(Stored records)
□ □ □ □ □

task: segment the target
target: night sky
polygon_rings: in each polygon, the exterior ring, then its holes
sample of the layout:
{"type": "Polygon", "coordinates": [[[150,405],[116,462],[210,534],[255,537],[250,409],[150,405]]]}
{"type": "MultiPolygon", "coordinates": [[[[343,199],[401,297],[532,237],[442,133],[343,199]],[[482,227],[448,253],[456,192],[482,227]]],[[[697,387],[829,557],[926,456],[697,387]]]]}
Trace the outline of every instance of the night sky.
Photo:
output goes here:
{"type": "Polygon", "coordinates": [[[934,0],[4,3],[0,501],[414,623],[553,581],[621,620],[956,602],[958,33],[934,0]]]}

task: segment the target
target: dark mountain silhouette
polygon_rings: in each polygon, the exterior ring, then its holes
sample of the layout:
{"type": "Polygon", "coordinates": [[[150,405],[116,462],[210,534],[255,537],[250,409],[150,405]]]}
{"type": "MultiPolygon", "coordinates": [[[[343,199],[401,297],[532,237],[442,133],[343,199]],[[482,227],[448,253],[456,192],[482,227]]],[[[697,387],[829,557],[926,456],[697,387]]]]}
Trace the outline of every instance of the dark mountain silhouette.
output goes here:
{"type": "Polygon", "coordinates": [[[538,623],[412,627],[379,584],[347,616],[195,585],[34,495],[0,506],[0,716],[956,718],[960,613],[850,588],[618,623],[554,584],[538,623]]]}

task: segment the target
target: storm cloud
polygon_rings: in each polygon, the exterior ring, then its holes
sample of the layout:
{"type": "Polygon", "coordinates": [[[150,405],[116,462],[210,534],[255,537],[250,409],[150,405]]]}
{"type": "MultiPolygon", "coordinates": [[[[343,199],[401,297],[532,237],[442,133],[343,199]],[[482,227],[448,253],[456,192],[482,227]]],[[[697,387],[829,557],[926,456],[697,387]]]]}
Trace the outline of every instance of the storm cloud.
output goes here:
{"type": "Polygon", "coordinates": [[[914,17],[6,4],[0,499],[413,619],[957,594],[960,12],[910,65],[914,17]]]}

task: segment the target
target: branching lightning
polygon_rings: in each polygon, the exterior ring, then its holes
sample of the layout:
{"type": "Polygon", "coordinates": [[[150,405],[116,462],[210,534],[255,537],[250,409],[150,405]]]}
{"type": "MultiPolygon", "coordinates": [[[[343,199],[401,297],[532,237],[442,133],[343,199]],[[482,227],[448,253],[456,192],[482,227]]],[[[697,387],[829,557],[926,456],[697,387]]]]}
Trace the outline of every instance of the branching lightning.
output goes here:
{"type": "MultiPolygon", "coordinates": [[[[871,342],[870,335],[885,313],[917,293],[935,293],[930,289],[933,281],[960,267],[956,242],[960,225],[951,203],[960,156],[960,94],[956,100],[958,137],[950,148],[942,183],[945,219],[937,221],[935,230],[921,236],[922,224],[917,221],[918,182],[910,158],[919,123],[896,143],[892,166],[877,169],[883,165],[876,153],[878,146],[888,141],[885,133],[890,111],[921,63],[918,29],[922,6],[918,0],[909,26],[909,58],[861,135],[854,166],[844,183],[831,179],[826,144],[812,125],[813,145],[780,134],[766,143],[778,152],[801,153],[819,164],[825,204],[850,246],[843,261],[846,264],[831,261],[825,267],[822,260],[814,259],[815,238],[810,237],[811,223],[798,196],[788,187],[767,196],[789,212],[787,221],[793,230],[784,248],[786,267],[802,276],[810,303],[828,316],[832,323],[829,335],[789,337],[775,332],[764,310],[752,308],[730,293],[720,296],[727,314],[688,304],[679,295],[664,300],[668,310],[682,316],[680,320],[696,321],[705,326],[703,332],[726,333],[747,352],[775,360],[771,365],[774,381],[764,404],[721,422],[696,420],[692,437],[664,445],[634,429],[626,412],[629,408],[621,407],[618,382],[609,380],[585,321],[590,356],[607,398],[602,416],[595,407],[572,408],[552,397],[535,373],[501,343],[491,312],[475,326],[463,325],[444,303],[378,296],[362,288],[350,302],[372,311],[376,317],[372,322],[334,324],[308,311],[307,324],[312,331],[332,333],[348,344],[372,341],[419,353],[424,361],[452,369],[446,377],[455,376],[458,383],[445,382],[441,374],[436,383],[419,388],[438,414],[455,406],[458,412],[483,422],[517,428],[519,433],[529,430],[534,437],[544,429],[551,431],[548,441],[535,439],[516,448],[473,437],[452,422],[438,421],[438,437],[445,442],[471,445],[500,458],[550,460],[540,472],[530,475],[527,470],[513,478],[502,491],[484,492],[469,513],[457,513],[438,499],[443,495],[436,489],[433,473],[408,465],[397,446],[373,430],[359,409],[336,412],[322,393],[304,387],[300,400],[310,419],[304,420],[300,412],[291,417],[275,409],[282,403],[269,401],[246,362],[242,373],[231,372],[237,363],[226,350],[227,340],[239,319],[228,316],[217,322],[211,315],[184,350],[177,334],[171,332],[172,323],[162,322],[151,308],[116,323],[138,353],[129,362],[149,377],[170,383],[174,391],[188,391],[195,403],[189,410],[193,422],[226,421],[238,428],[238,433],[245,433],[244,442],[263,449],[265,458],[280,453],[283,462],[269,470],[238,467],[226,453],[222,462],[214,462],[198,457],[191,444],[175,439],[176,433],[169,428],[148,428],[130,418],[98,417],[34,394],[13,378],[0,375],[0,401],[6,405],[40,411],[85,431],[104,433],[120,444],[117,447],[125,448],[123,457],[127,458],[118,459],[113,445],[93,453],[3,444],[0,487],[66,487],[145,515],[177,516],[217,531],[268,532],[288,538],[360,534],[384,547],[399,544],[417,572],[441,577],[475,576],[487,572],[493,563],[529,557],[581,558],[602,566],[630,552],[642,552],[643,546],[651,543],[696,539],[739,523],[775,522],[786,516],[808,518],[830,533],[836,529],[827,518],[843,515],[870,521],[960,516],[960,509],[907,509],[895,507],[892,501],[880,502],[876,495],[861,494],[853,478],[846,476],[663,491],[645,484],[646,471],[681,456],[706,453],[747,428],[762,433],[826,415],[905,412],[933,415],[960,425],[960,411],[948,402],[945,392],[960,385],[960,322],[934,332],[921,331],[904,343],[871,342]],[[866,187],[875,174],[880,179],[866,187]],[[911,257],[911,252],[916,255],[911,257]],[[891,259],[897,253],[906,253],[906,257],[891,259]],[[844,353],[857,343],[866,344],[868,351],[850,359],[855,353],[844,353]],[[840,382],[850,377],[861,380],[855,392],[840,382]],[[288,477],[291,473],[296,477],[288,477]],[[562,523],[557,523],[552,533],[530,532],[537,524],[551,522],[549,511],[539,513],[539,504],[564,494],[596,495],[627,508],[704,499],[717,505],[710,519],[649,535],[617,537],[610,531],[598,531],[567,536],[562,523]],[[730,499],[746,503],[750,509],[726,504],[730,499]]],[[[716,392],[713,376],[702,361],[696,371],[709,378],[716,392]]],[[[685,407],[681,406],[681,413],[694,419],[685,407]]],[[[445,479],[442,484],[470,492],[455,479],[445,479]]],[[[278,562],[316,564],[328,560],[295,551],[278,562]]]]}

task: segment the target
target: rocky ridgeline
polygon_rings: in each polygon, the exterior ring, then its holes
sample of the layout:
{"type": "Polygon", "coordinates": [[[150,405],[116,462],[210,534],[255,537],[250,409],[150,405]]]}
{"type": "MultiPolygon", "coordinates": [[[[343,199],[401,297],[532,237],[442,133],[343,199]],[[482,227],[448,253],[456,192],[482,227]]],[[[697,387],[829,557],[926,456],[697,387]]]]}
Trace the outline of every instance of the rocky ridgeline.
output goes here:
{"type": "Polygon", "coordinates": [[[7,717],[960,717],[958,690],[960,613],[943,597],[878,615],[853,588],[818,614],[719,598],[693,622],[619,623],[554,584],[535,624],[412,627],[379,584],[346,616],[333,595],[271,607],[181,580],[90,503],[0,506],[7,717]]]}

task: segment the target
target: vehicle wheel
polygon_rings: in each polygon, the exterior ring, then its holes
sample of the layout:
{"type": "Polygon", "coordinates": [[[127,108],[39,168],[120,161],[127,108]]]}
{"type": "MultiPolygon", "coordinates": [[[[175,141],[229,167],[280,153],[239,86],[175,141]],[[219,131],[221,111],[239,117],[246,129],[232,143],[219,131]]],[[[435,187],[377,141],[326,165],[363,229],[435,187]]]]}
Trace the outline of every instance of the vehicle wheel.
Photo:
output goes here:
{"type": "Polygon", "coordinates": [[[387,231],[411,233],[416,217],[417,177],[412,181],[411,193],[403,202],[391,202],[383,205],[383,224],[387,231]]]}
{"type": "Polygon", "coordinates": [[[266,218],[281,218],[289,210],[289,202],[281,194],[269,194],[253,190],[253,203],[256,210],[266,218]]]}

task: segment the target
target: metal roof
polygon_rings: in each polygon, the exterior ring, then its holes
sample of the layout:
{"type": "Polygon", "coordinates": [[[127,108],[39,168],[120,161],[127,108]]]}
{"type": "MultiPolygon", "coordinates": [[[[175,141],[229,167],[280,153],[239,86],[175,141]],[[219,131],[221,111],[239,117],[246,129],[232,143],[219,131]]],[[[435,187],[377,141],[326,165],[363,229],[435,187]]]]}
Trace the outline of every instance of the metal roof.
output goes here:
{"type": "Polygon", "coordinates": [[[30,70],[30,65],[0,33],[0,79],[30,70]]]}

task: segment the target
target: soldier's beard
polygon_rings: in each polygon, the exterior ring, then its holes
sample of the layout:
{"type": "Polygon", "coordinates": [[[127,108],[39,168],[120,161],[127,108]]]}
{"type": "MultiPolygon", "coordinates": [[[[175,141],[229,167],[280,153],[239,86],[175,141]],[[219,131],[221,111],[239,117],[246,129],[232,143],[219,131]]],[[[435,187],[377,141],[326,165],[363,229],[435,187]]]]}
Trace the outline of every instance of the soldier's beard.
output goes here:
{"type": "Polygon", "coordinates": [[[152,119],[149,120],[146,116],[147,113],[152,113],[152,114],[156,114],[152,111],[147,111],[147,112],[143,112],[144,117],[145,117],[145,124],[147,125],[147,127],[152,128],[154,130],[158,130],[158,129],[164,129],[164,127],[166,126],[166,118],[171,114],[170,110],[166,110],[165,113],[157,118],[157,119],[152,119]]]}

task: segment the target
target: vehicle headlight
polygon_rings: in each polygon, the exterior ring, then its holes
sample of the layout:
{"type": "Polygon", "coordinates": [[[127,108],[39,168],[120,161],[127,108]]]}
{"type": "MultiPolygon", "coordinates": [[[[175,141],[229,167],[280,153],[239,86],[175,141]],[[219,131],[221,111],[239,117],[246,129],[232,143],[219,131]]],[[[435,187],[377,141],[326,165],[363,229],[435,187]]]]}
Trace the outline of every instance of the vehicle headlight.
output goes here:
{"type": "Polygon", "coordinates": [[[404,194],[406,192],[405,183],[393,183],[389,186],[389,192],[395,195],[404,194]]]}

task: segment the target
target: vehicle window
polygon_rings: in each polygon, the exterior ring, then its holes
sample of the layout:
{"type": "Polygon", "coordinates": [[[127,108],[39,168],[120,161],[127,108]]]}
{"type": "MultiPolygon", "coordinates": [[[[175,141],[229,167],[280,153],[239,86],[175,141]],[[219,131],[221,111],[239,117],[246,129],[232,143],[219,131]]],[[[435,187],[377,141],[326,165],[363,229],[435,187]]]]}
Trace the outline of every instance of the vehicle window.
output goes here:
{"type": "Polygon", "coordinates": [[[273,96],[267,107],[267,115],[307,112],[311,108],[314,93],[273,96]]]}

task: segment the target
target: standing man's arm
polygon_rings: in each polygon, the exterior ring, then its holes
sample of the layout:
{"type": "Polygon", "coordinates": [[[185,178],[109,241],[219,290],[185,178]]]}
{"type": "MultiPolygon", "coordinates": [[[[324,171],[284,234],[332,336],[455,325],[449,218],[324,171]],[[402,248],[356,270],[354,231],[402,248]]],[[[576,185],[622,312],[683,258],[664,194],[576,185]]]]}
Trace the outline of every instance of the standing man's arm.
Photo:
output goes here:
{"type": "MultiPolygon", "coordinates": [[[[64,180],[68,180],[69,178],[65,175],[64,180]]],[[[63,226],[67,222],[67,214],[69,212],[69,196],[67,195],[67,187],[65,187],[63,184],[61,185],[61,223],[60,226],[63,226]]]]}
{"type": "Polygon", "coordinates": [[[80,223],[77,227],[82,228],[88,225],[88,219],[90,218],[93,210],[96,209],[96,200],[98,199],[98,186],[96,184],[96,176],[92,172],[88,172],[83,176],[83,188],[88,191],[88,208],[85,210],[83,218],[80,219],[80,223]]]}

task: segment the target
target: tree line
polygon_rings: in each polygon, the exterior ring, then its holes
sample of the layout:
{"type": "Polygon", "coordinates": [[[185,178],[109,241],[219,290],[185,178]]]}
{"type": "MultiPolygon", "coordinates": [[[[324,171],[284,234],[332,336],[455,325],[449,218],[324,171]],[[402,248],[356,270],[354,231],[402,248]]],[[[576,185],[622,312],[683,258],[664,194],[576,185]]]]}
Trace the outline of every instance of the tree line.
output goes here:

□ □ □ □ □

EXERCISE.
From the data, pick out every line that includes "standing".

EXERCISE SOLUTION.
target: standing man's arm
Trace the outline of every instance of the standing man's arm.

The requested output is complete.